## WHAT TO WORK ON
Swap "banner" for "flag" in the entries and write them out again. Start at the first entry and stop after the line containing "[22,29,31,77]", with nothing else changed.

## ENTRIES SHOWN
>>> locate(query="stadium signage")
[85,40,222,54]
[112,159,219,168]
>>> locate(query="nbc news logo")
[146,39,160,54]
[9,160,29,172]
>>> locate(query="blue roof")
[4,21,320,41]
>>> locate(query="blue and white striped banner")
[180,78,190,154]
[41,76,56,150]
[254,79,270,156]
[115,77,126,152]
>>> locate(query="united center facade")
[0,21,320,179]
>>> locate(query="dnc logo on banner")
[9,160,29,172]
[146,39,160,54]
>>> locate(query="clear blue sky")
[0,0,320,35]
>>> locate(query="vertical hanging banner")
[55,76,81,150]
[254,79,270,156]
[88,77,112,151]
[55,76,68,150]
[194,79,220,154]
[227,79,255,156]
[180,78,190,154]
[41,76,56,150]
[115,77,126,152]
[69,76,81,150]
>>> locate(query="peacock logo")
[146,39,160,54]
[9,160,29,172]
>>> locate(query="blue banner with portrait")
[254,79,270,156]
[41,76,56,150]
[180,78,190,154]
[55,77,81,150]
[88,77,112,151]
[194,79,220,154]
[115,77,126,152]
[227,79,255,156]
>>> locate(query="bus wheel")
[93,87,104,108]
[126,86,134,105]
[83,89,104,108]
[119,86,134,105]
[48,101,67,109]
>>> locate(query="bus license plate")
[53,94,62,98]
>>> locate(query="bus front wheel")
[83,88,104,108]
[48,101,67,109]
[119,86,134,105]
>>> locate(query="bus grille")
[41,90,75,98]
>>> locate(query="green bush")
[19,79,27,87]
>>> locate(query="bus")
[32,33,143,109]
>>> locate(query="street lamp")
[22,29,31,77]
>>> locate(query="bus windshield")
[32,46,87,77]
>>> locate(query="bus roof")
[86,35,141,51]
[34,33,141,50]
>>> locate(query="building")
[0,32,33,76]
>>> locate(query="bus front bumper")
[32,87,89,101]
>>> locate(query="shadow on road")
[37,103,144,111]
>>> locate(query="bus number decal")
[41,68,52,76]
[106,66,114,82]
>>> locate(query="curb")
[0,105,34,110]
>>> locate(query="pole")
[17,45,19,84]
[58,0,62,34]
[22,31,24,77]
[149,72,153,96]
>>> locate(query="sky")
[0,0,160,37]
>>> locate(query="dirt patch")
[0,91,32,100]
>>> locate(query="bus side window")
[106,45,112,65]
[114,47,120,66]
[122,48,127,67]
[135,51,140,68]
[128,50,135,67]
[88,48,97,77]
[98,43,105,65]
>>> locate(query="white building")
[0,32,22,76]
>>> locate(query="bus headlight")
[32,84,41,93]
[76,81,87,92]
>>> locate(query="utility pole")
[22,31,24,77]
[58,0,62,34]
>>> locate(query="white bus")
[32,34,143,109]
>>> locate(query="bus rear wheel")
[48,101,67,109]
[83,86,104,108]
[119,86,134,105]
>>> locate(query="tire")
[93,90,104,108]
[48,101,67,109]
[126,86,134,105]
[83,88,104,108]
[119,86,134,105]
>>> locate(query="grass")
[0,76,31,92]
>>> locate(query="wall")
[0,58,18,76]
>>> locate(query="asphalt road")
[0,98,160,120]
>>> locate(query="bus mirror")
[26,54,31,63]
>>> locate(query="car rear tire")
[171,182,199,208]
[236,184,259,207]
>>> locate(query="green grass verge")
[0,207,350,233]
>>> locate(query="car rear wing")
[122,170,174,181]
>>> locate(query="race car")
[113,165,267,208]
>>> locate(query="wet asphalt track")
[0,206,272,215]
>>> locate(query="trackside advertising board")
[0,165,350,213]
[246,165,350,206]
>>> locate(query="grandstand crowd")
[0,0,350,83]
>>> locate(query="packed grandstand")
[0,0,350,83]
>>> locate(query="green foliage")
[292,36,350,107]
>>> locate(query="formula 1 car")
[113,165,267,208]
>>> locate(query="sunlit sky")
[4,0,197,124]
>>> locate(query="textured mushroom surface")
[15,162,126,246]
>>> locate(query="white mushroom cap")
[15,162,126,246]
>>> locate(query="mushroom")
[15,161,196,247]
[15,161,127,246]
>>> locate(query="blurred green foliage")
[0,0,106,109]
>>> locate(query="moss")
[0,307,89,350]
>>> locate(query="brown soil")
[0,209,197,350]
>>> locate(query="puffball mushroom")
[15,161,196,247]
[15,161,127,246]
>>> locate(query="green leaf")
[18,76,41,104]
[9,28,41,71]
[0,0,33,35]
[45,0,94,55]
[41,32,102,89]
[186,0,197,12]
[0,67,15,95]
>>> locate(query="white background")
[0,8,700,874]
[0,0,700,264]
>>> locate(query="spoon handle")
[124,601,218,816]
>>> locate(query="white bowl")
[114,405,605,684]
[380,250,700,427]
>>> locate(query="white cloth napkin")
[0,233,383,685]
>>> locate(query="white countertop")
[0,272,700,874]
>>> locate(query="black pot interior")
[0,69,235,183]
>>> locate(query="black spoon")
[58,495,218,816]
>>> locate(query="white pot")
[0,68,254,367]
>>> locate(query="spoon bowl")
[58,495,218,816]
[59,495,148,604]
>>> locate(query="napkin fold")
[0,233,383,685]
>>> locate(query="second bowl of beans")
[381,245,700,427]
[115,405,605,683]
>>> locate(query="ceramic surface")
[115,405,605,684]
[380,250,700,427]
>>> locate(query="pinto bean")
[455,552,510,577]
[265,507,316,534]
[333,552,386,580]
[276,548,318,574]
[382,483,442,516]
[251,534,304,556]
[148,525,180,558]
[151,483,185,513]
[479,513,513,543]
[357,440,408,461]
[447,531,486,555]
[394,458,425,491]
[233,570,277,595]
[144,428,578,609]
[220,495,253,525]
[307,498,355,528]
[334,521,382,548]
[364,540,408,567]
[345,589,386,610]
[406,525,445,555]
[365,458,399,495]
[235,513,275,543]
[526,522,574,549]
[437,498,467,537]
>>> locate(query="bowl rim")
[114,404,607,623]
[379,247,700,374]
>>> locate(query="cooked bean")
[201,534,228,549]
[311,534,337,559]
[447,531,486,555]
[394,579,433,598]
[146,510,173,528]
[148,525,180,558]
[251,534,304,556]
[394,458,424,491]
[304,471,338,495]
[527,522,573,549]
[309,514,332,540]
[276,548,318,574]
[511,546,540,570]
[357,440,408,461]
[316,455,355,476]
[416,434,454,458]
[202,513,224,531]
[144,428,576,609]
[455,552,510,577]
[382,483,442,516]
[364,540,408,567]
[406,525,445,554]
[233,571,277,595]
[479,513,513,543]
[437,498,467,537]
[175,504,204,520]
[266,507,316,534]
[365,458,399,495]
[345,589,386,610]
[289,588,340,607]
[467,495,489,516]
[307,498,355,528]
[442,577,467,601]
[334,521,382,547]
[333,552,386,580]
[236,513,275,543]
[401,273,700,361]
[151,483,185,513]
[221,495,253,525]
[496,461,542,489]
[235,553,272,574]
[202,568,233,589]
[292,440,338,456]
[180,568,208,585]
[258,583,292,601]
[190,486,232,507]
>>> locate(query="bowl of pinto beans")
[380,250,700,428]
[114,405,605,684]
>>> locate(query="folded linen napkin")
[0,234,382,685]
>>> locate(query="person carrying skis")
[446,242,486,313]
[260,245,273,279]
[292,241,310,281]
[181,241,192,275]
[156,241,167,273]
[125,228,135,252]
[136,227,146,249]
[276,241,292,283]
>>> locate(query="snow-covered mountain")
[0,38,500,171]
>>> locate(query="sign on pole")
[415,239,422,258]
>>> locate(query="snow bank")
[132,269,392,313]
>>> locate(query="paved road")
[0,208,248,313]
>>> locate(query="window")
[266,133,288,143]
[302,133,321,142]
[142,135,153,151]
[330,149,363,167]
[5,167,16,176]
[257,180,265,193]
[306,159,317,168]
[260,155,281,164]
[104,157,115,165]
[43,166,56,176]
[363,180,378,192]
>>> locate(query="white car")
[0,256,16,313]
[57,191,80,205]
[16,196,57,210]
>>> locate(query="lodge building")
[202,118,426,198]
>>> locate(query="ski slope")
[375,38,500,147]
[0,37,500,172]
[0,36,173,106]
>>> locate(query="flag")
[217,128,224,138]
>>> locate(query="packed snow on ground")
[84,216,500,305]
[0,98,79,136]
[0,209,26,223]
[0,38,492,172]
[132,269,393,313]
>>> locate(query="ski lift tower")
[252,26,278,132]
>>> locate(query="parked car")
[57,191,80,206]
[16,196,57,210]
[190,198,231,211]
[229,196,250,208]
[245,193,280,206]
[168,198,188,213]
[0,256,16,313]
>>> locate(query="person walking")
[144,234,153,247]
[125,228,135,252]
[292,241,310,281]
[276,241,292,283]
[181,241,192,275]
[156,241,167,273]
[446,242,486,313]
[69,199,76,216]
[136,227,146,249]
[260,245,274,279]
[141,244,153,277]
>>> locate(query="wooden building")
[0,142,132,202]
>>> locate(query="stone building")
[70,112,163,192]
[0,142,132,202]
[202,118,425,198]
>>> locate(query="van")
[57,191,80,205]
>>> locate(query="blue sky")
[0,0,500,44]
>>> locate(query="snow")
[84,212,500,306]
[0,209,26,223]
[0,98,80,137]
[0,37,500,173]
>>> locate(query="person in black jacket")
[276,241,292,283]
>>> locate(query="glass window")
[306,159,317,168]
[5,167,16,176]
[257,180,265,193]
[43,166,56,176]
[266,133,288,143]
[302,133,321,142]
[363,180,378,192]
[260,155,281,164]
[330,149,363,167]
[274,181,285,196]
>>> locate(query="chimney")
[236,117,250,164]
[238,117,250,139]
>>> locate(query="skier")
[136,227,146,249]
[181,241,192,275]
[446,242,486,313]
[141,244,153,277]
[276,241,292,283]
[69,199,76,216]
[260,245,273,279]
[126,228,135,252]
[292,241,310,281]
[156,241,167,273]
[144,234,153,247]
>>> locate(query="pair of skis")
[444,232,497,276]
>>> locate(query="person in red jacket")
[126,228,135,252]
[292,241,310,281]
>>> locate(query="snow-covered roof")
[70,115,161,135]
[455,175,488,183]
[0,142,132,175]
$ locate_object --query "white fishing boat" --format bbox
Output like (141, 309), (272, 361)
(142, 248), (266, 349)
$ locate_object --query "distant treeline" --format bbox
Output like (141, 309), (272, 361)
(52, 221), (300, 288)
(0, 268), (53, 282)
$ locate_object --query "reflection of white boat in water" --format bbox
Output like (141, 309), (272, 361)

## SOLVED PROBLEM
>>> locate(query="stadium signage")
[85,40,222,54]
[112,159,219,168]
>>> locate(query="nbc news logo")
[146,39,160,54]
[9,160,29,172]
>>> locate(query="blue roof")
[4,21,320,41]
>>> locate(query="blue and white striped flag")
[180,78,190,154]
[41,76,56,150]
[254,79,270,156]
[115,77,126,152]
>>> locate(query="united center facade")
[0,21,320,179]
>>> locate(query="dnc logo on flag")
[9,160,29,172]
[146,39,160,54]
>>> locate(query="clear blue sky")
[0,0,320,35]
>>> locate(query="vertical hanging flag")
[55,76,81,150]
[254,79,270,156]
[88,77,112,151]
[55,76,68,150]
[194,79,220,154]
[227,79,255,156]
[180,78,190,154]
[41,76,56,150]
[115,77,126,152]
[69,76,81,150]
>>> locate(query="peacock logo")
[146,39,160,54]
[9,160,29,172]
>>> locate(query="blue flag with portrait")
[254,79,270,156]
[41,76,56,150]
[180,78,190,154]
[55,77,81,150]
[88,77,112,151]
[194,79,220,154]
[115,77,126,152]
[227,79,255,156]
>>> locate(query="bus wheel")
[93,87,104,108]
[126,86,134,105]
[83,89,104,108]
[119,86,134,105]
[48,101,67,109]
>>> locate(query="bus license plate")
[53,94,62,98]
>>> locate(query="bus front wheel")
[83,88,104,108]
[48,101,67,109]
[119,86,134,105]
>>> locate(query="bus grille")
[41,90,75,98]
>>> locate(query="green bush")
[19,79,27,87]
>>> locate(query="bus")
[32,33,143,109]
>>> locate(query="street lamp")
[22,29,31,77]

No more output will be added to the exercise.